Complete the following
(1) According to the Galway racecourse article, what is on the first floor of the new Wilson Lynch building?
(2) Please continue the Galway racecourse article, picking up after its last sentence.

One hundred and forty nine years ago, Captain Wilson Lynch offered the use of one hundred and sixty acres of his family land on the outskirts of Galway city to host the Galway races. Hence the name for the new building which racegoers will see for the first time next week.
Maintaining the tradition of continuous improvement, which is the hallmark of Galway racecourse, next week sees the unveiling of the 2,000 square metre Wilson Lynch building at the location previously occupied by the old tote building, beside the parade ring. The impressive new building contains a betting office and tote hall on the ground floor, and a Champagne bar on the first floor.
Work began on this building two days after the completion of the 2017 summer festival, and, in spite of the inclement and prolonged winter weather, a fabulous new building awaits racegoers next Monday evening.
Michael Moloney, general manager of the racecourse, is rightly proud of this latest development.
“Racegoers will be surprised at how good the view is from the new building, and over 2,000 people will be provided with cover in this area,” Michael says, as we discuss the upcoming festival.
Now in his fourth year at the helm of Ireland’s most successful racecourse, having served a 20-plus year apprenticeship at the feet and hands of his father, John, Michael is confident that another bumper festival awaits us all next week.
State of the course
Michael is happy with the state of the ground the horses will be running on, and is confident, unless there is a dramatic change in the weather, that the surface will be ideal after an unusual weather pattern in recent weeks and months. The extended winter seemed to last until Easter, and there was heavy rainfall though the earlier months of the year. As we are all well aware, there has been a practical drought in recent weeks, and normally this would be a cause of concern for anyone involved in racetrack preparation.
However, there were 18 millimetres of rain in the middle weekend of July, the track has been watered using the racecourses own water supply, and all is set fair for ideal racing ground next Monday evening.
An evening Plate
The Galway Plate was the traditional highlight of race week, and Wednesday was a day for many Galwegians to take an afternoon off and enjoy the biggest day of the festival. In recent decades, the Thursday of race week, with its combination of Ladies Day and the Galway Hurdle, has overtaken Wednesday as the marque day of race week.
Indeed, in recent years, the crowd on Thursday has been double that of the Wednesday. This has presented the racecourse management with a dilemma. Do they just observe the comparative decline of Plate day, and accept it, or do they try to reverse the trend? The initiative taken this year has been to move the Wednesday racing from a late afternoon slot to an evening meeting.
Though the move has received some criticism, in general, it has been welcomed.
‘When the racing was held in the afternoon, I was unable to attend due to work commitments, but now, I am looking forward to going to the ‘Plate’ for the first time in years’ has been the response of more than one grateful racegoer.
Bookings for next week’s festival are well up on last year, and the team in Ballybrit are confident that a successful week is in store.
“Not just corporate, but also regular ticket sales are up on last year,” says Michael, as he confidently predicts a large turnout at Ireland’s most well attended racing festival. In addition to the racing, this year’s festival will host a number of events to add to the occasion.

Data rows
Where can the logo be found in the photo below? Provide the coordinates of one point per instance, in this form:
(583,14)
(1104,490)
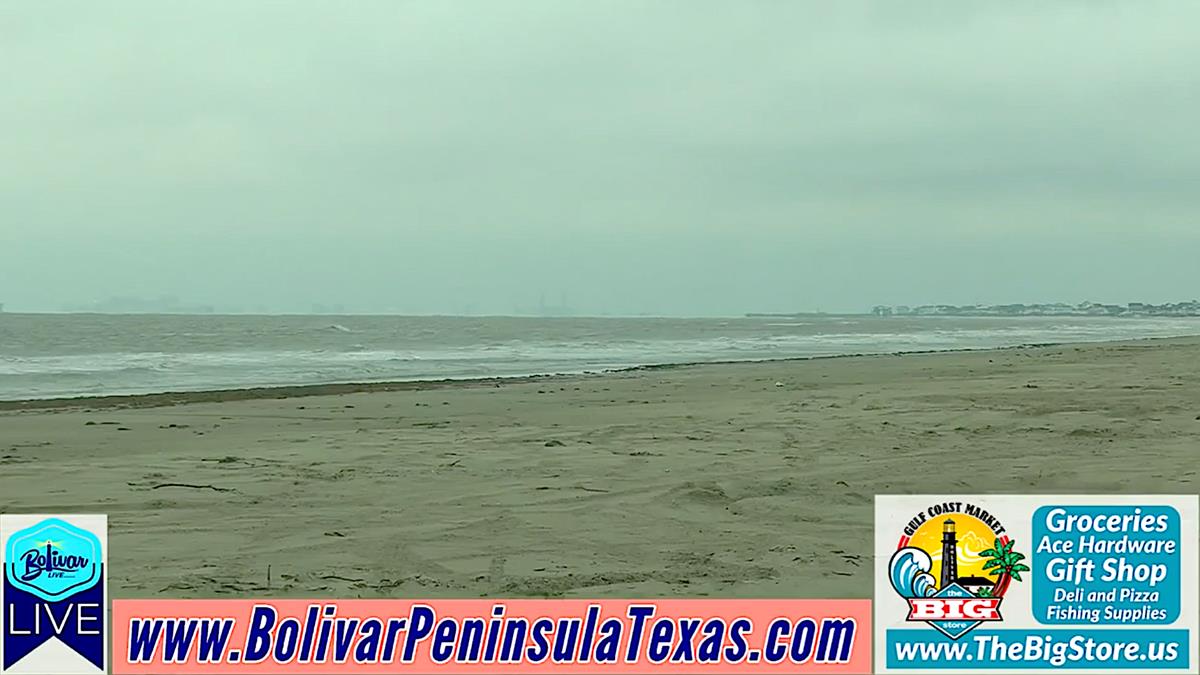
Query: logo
(953,565)
(53,559)
(54,593)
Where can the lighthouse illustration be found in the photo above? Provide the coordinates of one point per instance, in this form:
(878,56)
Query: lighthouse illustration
(949,554)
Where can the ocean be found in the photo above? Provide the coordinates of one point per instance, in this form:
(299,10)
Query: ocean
(57,356)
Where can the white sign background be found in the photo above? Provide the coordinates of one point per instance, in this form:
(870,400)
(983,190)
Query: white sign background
(1015,512)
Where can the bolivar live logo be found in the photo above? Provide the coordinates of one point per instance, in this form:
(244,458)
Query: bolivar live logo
(53,593)
(953,566)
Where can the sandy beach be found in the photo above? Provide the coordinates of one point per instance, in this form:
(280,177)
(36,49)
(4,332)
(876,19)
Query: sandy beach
(735,479)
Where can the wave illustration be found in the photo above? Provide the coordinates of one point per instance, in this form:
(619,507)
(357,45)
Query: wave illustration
(909,572)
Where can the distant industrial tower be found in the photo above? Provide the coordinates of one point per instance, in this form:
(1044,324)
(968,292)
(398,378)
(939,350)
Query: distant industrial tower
(949,554)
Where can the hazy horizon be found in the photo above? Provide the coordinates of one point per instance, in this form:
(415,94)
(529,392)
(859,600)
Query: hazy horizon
(667,159)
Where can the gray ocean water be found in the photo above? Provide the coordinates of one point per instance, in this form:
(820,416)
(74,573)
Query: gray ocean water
(52,356)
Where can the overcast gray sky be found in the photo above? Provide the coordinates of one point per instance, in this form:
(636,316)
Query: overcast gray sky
(666,157)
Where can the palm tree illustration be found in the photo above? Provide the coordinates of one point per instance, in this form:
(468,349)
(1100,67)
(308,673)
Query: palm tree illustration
(1002,562)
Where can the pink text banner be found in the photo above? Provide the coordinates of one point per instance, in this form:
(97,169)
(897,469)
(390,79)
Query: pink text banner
(491,635)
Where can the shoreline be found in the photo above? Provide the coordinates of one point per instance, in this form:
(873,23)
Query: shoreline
(750,479)
(178,398)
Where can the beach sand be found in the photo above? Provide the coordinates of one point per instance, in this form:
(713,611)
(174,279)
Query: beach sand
(731,479)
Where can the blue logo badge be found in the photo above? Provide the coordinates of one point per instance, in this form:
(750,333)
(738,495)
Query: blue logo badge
(53,560)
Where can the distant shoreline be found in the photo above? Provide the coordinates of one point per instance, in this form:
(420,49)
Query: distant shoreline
(166,399)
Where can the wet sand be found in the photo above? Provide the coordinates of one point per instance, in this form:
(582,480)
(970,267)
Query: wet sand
(731,479)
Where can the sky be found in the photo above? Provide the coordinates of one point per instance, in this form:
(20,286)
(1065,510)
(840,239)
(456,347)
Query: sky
(693,159)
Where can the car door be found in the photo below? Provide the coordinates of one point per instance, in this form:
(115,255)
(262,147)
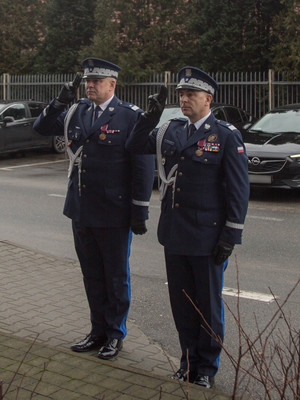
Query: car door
(35,109)
(16,132)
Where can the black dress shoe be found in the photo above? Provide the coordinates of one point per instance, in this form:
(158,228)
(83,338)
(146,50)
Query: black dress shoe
(183,375)
(88,343)
(204,381)
(110,349)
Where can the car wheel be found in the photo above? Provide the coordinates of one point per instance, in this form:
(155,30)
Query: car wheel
(59,145)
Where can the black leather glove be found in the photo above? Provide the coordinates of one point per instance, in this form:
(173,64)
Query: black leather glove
(156,104)
(68,92)
(222,251)
(138,227)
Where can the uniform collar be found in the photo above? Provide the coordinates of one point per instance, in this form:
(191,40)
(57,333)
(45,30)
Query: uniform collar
(104,105)
(201,121)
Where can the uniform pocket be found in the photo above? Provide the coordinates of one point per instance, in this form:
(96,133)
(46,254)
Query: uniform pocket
(106,139)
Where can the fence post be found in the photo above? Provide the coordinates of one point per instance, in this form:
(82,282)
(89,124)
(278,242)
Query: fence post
(167,80)
(6,87)
(271,89)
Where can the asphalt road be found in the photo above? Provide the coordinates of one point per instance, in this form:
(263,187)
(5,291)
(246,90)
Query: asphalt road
(32,195)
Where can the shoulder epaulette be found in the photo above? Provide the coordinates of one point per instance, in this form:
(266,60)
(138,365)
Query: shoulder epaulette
(227,125)
(131,106)
(84,100)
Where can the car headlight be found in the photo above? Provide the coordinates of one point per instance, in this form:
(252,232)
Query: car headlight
(295,158)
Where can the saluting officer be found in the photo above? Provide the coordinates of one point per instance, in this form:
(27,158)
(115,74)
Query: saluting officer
(108,195)
(204,188)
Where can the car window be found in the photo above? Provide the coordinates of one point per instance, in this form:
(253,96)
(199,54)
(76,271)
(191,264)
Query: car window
(17,111)
(278,122)
(233,114)
(219,114)
(244,115)
(35,109)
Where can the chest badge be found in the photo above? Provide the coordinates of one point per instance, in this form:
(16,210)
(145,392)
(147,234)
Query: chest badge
(199,152)
(212,138)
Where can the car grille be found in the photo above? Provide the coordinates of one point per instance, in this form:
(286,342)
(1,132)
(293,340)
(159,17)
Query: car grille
(265,166)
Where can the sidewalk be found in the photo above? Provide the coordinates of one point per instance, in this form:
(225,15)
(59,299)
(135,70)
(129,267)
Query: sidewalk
(43,310)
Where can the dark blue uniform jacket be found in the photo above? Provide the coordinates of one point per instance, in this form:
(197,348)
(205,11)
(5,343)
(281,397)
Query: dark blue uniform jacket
(210,197)
(115,185)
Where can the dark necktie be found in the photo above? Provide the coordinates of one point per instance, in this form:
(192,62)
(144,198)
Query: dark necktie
(191,130)
(97,113)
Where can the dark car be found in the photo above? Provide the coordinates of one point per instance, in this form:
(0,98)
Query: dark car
(235,115)
(16,133)
(273,148)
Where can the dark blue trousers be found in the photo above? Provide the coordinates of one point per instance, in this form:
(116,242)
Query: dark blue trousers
(103,254)
(202,280)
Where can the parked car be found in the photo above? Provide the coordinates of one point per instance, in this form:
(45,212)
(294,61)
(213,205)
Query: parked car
(16,132)
(273,148)
(235,115)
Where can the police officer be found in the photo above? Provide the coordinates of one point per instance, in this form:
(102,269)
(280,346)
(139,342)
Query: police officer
(108,195)
(204,188)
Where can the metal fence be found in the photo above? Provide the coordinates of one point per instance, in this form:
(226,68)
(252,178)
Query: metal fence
(255,92)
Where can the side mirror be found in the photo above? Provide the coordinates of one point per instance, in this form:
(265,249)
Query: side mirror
(6,120)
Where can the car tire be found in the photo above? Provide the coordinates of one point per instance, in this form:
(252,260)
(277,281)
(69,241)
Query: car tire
(59,145)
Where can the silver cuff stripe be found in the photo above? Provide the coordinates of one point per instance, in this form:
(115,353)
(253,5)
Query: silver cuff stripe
(234,226)
(140,203)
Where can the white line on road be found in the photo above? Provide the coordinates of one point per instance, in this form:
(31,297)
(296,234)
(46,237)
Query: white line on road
(30,165)
(267,298)
(243,294)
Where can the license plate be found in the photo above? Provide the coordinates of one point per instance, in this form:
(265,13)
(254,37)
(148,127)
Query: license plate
(260,178)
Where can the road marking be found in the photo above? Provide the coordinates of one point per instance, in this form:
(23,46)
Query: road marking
(56,195)
(266,298)
(243,294)
(30,165)
(265,218)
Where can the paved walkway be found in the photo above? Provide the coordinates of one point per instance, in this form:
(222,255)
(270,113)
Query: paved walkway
(43,310)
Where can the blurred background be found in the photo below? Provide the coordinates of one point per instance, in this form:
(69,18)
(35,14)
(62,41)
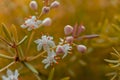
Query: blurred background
(100,17)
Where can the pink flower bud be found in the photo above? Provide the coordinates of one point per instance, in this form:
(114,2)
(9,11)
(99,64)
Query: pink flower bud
(59,49)
(45,10)
(68,30)
(81,48)
(80,29)
(69,39)
(47,22)
(54,4)
(33,5)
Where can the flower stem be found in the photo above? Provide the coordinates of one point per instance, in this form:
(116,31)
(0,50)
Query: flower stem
(35,57)
(7,66)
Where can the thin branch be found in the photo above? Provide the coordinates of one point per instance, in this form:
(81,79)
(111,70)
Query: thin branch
(5,41)
(7,66)
(35,57)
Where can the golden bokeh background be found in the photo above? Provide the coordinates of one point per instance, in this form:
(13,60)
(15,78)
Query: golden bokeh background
(100,17)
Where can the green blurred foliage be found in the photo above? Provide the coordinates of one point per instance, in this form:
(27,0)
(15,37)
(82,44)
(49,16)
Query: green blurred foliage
(99,17)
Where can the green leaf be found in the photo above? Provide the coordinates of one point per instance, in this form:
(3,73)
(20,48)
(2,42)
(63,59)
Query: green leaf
(66,78)
(30,67)
(29,41)
(51,74)
(24,38)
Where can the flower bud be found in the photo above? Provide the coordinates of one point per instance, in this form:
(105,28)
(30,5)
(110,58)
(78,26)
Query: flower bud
(80,29)
(45,10)
(33,5)
(81,48)
(68,29)
(54,4)
(47,22)
(69,39)
(59,49)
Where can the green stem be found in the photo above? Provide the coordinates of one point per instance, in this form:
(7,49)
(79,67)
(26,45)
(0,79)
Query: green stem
(7,66)
(6,57)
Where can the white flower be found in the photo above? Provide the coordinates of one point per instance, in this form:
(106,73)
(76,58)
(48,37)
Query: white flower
(54,4)
(31,23)
(11,75)
(47,22)
(66,48)
(63,49)
(46,42)
(61,41)
(33,5)
(50,59)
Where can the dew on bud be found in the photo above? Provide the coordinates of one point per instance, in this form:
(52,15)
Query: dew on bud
(47,22)
(68,30)
(81,48)
(33,5)
(54,4)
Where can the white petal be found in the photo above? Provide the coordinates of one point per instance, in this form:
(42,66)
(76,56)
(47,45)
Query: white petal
(29,29)
(23,26)
(51,43)
(65,54)
(16,73)
(4,78)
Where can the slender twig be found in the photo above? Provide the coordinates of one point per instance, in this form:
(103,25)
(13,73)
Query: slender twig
(35,57)
(6,57)
(7,66)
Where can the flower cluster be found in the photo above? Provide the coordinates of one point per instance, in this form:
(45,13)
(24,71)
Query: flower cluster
(32,23)
(11,75)
(46,45)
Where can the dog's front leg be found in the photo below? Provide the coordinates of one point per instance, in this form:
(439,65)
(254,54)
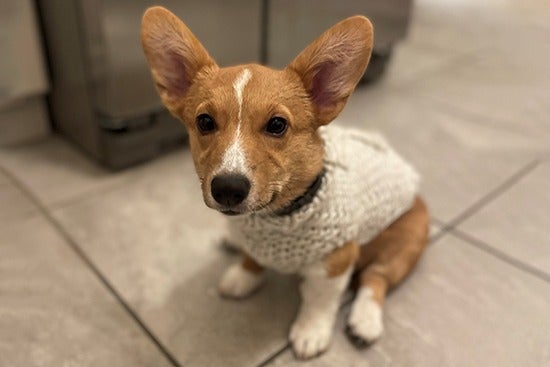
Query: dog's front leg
(321,291)
(241,279)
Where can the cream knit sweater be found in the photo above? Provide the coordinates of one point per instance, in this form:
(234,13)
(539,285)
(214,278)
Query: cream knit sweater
(365,188)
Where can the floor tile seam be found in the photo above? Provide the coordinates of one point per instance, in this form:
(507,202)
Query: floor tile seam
(499,255)
(81,254)
(493,194)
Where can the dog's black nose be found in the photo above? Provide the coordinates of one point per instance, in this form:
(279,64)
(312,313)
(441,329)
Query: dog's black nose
(230,190)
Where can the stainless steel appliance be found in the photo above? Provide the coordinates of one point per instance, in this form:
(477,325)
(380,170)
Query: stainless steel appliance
(103,97)
(23,82)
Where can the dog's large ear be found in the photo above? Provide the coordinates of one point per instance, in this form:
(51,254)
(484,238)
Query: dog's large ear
(174,54)
(333,64)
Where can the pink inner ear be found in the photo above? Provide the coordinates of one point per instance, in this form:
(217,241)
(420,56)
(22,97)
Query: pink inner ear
(324,89)
(175,74)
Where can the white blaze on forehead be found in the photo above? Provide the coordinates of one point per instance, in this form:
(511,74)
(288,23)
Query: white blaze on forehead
(234,159)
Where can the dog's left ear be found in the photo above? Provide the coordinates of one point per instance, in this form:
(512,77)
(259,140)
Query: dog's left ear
(333,64)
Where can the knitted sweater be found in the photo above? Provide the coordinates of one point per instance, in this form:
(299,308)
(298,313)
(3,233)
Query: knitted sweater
(366,187)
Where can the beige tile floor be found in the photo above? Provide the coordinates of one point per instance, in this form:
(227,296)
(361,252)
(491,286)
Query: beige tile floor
(100,269)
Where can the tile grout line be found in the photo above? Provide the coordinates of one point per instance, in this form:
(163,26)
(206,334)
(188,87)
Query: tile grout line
(274,355)
(485,247)
(491,195)
(88,262)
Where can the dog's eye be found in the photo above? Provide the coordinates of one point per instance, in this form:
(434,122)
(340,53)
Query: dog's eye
(205,124)
(276,126)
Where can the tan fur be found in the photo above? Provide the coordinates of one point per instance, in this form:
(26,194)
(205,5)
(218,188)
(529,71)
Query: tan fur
(389,258)
(249,264)
(282,168)
(337,262)
(310,92)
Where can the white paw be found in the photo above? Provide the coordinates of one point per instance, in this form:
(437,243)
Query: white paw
(312,337)
(238,282)
(365,319)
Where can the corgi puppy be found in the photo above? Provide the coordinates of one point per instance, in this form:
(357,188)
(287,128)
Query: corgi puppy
(300,196)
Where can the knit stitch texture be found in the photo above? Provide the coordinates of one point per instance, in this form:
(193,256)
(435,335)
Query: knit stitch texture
(366,187)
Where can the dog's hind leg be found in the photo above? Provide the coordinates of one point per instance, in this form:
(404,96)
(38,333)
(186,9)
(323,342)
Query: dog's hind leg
(384,263)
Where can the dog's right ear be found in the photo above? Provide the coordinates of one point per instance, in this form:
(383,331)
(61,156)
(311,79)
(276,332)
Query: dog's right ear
(174,54)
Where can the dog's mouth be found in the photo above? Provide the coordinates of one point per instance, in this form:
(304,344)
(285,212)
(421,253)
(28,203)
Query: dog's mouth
(231,212)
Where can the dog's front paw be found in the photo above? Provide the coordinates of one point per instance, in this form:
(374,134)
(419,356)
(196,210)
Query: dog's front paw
(237,282)
(311,337)
(365,320)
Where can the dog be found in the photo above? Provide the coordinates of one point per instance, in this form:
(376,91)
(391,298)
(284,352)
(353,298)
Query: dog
(301,197)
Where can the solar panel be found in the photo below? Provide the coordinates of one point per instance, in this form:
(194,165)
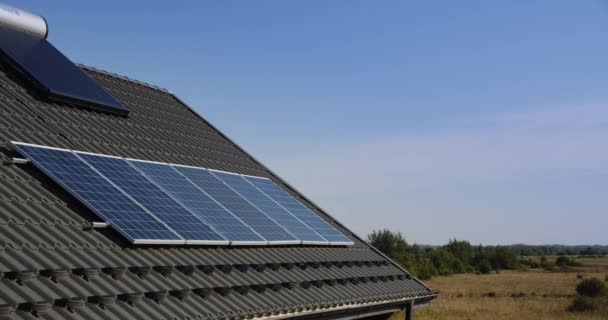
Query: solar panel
(52,72)
(132,182)
(98,194)
(271,208)
(299,210)
(192,197)
(237,205)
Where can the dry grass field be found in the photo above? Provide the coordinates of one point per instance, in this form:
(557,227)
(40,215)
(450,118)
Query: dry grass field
(532,294)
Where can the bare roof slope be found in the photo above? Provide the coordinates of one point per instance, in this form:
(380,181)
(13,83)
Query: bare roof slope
(52,266)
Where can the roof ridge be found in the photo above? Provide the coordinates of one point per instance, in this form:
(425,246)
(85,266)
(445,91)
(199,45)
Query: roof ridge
(121,77)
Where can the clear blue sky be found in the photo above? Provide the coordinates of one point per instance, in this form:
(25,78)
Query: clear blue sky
(480,120)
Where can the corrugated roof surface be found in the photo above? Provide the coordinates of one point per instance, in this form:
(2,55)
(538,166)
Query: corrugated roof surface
(53,266)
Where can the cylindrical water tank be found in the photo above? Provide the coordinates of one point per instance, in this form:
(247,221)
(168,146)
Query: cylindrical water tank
(23,20)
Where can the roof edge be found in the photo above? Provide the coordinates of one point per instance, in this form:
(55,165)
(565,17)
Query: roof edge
(355,307)
(400,267)
(151,86)
(121,77)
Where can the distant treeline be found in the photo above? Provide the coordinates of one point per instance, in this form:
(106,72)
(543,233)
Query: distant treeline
(462,257)
(556,250)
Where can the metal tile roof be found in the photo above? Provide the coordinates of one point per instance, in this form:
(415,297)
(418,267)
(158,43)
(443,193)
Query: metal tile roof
(53,266)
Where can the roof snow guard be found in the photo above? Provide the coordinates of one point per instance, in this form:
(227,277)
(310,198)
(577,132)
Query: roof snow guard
(57,261)
(23,45)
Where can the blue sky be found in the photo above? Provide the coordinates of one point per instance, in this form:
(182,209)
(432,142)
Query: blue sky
(480,120)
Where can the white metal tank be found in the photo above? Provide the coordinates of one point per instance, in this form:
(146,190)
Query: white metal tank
(23,20)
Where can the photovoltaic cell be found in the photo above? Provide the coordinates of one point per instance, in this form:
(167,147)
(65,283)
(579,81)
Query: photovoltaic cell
(151,197)
(97,193)
(192,197)
(299,210)
(54,74)
(270,208)
(237,205)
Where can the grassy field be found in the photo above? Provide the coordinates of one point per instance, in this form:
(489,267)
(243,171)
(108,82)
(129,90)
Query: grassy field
(532,294)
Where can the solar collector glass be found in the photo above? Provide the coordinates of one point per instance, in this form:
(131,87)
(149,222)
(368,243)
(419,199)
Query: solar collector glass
(54,73)
(151,197)
(299,210)
(238,206)
(98,194)
(192,197)
(270,208)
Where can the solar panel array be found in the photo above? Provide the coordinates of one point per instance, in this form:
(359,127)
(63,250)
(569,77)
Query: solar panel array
(161,203)
(54,74)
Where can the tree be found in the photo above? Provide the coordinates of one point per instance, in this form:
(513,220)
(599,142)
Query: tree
(461,250)
(591,288)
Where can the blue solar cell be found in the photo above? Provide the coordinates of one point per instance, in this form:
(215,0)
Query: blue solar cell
(97,193)
(270,208)
(299,210)
(151,197)
(54,74)
(192,197)
(237,205)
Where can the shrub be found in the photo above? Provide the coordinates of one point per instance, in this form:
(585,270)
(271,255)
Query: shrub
(583,304)
(563,261)
(485,267)
(591,287)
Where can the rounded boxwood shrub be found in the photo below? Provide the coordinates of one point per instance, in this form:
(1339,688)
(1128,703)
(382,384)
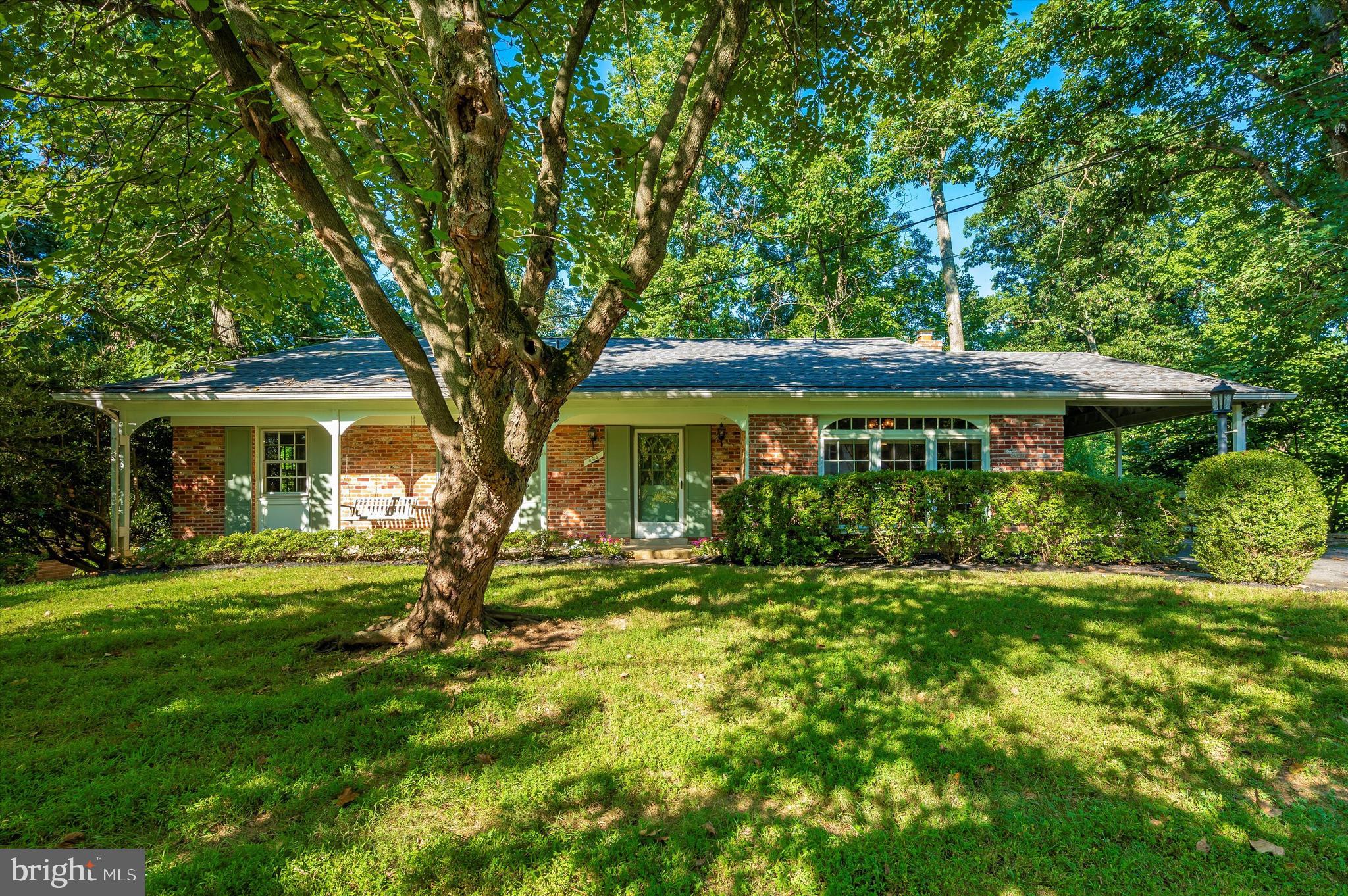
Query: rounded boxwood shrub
(1258,516)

Answers for this exercise
(1) A Champagne bar.

(2)
The Galway Tenors will help get proceedings off to a rousing start on Monday, and throughout the week crowds will be entertained by The Paddy Power Zorbing Derby (Tuesday ), Jive Dancing (Wednesday ), the Pub Pint Race in aid of Western Alzheimers (Saturday ), many interviews with the stars of the turf, and over 40 live music performances during the week.
Saturday and Sunday are family days, and there will be a multitude of events to entertain children of all ages on these days. The days of the carousels and bumper cars from the infield now belong to another era, as the centre of family entertainment has moved to the Mayors Garden and other locations within the enclosure.
The calm before the storm
As we walk through the office and the enclosure, and observe the staff preparing for the week ahead, the sense of calm is in complete contrast to what is about to unfold over the coming week. “The staff here drive the festival,” is Michael’s summation of the role played by both those who look after the office, and those who tend the course. He is quick to credit the permanent staff for their contribution to what makes the festival such an annual success.
“Gerry Broderick and his team out on the course and the ladies (and one man ) in the office, they drive the festival,” says Michael, and he appreciates the effort they all put in.
“Every year, people who have been involved with the festival, return” as it is a privilege to be associated with such an iconic Galway event, “whether as temporary staff helping out at the course in the weeks leading up to the festival, or involved with catering and the multitude of other areas where their contribution helps make the festival an annual success”.
Michael is also quick to credit the track’s sponsors for the role they play in the enduring popularity of the festival. The Tote has recently signed a new three-year deal to continue its sponsorship of The Tote Galway Plate, and other major sponsors include Guinness, and Betway who have joined this year for the first time. Michael says he is looking forward to working with them.
The week is also well supported by local sponsors, and Michael appreciates how dependent the festival is on these local businesses. Local hotels such as the Galmont Hotel & Spa, the Claregalway Hotel, the Galway Bay Hotel and the Clayton Hotel, and other local businesses such as Colm Quinn and Caulfield Industrial have been mainstays of the festival for a number of years.
Record prize money
There is record prize money on offer, with a total prize fund of over €2 million for the week. The minimum race value has increased from €15,000 in 2017 to €17,000 this year. With prize money of €300,000 and €250,000 respectively, the Guinness Galway Hurdle and the Tote Galway Plate are among the most lucrative NH races run during the season. October Meeting Extended to Three Days.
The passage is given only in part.